● Exercise description
Answer these from the text below on Google and fake news:
1. What do people like Schmidt want to discover?
2. What does the text suspect Google has found about published mainstream peer reviewed papers?
3. What does the text say US tech giants will likely keep burning millions of dollars' worth of?

● Source extract
What people like Google's Schmidt desperately want to discover is a generalised way of detecting fake news. They believe in their hearts that climate skepticism for example is as nutty as thinking the moon landings were faked, but they have so far failed to find a common marker which allows their personal prejudices to be confirmed as objective reality.

Google could and likely does simply impose their prejudices, explicitly demoting climate skeptic articles and specific websites to the bottom of their list - but they feel guilty about doing this, because they know imposing their personal views on the search algorithm is cheating. Explicitly imposing personal prejudices on their search ranking algorithm forces Google to admit to themselves that those views are prejudices. It bothers them that they have not yet discovered a way to objectively justify those prejudices by applying a generalised filter to their underlying data.

To put it another way, in the case of climate skepticism I suspect Google's problem is they have discovered there are lots of published mainstream peer reviewed papers which support climate skeptic positions. This is likely messing up their efforts to classify climate skepticism as not being part of mainstream science.

The mounting evidence US tech giants are refusing to accept is that their Silicon Valley monoculture might be wrong about a few issues. They will likely continue to burn millions of dollars worth of software developer time chasing unicorns, because as long as they can convince themselves they are working on a solution, they don't have to admit to themselves that they might have made a mistake.

● Information given
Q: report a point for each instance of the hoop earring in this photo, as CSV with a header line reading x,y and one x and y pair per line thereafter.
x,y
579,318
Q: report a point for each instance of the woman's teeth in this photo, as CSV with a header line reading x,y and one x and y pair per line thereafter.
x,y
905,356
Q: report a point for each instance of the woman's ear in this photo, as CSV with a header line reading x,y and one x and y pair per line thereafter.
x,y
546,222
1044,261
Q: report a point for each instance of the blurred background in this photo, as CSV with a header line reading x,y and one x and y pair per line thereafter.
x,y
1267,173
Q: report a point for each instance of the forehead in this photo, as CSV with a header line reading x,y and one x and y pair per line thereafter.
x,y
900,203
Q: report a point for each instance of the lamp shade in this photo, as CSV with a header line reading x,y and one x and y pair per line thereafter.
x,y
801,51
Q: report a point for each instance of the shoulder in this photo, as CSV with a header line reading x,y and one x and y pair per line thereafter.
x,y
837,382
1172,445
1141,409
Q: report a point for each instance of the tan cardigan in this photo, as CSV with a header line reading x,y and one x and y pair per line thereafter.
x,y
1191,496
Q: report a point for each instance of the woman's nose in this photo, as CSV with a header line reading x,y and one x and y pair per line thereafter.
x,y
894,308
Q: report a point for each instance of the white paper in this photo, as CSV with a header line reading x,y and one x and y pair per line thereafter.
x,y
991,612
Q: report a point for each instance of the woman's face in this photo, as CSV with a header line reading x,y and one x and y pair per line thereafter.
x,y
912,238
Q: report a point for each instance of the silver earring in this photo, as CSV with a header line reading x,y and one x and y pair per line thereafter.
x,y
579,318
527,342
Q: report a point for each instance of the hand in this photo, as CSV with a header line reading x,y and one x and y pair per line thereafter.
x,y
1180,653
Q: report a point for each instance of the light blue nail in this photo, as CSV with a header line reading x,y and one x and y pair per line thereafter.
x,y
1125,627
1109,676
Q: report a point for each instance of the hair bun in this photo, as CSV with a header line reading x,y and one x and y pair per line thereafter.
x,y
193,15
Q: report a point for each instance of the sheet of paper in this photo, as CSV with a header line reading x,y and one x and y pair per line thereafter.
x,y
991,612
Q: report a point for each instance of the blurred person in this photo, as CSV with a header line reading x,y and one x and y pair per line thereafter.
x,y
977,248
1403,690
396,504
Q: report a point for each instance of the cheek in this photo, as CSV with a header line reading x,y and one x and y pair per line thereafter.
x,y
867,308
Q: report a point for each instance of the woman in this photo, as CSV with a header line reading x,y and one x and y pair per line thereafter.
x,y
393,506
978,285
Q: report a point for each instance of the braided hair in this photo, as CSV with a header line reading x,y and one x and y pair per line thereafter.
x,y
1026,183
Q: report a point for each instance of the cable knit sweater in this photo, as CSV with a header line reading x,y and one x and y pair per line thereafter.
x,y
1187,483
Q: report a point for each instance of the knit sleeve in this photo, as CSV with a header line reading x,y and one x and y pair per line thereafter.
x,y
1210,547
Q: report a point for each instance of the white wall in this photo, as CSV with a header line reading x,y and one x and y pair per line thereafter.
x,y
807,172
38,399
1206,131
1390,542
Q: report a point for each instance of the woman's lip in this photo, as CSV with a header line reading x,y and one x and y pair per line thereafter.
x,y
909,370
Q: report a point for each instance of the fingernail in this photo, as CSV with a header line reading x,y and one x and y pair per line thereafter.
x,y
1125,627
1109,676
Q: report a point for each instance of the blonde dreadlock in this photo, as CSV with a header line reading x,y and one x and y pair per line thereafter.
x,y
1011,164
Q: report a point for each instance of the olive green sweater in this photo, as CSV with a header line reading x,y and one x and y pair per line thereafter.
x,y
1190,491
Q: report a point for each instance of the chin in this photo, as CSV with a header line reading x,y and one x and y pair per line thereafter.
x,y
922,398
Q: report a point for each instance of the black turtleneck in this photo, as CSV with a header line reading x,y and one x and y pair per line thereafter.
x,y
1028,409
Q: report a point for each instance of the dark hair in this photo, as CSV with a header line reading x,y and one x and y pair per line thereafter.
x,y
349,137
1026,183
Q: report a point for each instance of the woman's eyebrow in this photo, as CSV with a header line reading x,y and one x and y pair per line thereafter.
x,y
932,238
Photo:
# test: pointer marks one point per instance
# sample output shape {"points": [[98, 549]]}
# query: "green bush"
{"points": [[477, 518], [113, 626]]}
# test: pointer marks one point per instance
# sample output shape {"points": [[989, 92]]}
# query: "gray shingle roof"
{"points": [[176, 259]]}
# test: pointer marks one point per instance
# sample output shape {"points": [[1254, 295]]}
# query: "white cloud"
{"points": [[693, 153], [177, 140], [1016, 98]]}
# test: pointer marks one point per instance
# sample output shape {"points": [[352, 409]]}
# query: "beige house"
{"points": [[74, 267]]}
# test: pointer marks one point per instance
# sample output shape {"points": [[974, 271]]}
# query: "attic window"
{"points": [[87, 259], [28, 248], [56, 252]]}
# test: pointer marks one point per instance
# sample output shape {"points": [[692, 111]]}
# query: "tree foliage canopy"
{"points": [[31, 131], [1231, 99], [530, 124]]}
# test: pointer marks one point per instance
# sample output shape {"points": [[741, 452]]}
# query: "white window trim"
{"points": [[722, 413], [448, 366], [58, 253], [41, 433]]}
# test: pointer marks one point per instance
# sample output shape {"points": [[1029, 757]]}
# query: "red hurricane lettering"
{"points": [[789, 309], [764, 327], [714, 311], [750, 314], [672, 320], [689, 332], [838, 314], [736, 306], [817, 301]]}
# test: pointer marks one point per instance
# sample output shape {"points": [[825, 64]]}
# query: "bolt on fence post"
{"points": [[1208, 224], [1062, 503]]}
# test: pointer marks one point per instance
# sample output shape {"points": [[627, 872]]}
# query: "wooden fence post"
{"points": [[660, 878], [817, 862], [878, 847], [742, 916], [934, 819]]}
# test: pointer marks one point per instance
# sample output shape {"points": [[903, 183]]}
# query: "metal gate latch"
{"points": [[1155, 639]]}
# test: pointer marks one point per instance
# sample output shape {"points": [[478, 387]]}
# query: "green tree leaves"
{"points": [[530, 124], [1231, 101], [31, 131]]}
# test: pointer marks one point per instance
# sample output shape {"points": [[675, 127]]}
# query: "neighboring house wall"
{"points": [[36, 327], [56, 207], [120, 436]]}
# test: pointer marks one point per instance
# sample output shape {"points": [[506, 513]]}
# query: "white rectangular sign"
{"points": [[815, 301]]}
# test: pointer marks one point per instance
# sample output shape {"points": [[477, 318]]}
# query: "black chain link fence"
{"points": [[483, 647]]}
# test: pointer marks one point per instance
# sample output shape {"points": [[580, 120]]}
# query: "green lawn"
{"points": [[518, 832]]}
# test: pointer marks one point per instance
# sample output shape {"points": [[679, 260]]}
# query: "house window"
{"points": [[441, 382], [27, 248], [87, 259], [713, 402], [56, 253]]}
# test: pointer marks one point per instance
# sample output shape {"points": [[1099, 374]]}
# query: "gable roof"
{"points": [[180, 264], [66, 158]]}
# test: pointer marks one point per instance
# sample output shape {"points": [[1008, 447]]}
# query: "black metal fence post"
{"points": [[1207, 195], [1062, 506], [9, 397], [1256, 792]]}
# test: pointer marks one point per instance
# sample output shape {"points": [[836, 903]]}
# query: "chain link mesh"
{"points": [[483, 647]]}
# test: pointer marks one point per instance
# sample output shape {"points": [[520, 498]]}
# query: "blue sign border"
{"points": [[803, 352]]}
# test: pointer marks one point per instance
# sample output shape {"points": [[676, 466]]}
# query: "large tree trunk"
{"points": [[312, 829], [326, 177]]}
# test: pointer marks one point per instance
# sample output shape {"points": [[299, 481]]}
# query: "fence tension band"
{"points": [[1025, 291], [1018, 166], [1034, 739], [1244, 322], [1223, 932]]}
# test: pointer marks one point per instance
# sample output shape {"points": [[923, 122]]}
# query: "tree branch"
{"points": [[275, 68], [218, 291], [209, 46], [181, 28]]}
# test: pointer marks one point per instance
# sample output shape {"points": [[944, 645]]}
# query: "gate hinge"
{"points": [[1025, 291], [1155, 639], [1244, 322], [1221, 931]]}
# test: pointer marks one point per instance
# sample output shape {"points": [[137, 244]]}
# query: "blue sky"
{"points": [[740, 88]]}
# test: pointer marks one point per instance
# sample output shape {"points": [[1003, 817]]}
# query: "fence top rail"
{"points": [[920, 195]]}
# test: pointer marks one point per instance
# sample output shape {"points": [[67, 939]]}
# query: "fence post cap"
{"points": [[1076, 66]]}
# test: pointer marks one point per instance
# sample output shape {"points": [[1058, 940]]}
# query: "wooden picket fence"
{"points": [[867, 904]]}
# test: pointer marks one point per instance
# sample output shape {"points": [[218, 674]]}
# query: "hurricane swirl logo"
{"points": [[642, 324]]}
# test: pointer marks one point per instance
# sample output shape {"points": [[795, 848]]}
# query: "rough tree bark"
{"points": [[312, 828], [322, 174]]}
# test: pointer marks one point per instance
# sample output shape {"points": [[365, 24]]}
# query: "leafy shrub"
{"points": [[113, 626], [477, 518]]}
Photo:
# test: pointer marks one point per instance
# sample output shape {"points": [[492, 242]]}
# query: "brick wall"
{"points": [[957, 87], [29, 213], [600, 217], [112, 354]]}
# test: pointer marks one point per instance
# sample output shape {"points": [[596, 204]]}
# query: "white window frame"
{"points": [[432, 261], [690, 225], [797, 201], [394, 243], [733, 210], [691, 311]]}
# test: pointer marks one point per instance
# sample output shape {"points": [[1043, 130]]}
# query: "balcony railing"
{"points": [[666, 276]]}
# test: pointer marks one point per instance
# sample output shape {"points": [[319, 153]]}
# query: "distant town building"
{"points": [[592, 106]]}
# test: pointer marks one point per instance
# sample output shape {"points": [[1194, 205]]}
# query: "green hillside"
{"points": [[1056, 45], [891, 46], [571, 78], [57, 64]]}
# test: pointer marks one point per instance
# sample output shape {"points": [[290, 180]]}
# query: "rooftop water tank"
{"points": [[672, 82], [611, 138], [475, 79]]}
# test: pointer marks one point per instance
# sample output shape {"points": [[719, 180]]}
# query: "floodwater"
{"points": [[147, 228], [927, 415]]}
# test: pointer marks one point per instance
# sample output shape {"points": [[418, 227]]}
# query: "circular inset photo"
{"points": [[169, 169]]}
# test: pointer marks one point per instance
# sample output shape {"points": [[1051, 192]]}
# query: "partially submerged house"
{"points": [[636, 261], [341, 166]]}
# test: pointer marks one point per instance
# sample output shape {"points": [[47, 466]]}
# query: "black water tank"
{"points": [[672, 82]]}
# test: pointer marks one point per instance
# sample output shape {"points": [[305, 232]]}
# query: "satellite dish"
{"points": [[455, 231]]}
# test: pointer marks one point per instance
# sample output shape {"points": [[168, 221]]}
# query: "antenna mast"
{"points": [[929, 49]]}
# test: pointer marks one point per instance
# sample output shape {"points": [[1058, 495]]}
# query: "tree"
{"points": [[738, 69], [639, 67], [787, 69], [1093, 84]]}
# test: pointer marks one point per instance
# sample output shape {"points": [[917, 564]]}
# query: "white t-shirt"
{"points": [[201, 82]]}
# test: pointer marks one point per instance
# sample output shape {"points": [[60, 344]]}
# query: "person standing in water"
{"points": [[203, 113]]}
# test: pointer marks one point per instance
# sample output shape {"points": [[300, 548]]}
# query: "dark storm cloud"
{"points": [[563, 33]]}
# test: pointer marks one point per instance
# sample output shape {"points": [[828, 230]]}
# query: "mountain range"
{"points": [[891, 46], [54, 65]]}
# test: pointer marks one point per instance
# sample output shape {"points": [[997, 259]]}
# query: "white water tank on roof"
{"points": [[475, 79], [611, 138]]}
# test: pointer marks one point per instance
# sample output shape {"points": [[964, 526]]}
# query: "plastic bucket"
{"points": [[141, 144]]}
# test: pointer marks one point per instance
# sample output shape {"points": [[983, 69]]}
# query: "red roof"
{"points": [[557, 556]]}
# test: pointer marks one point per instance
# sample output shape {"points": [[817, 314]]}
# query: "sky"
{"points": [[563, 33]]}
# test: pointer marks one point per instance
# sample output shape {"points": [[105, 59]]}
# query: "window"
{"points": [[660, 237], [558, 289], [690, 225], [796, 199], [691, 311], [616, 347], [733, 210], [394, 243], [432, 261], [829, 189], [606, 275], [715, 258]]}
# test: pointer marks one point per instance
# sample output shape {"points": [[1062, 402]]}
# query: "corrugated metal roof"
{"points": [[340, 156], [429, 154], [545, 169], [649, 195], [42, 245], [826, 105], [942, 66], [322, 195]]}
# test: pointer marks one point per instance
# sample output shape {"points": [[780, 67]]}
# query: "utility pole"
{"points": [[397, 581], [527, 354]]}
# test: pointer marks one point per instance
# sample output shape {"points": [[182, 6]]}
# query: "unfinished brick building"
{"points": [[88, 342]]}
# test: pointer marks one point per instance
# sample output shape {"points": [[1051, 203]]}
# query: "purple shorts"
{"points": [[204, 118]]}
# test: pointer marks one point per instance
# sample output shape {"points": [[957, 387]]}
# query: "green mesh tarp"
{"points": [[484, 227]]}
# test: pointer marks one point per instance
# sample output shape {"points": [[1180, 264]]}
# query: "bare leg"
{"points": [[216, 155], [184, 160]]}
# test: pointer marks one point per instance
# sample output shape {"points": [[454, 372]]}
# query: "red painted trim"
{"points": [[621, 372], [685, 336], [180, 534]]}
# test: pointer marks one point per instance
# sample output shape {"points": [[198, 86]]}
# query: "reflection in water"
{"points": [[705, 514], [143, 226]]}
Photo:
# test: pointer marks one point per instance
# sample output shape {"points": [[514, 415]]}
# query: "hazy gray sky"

● Answer to this problem
1. A generalised way of detecting fake news.
2. That many of them support climate skeptic positions.
3. Software developer time, spent chasing unicorns.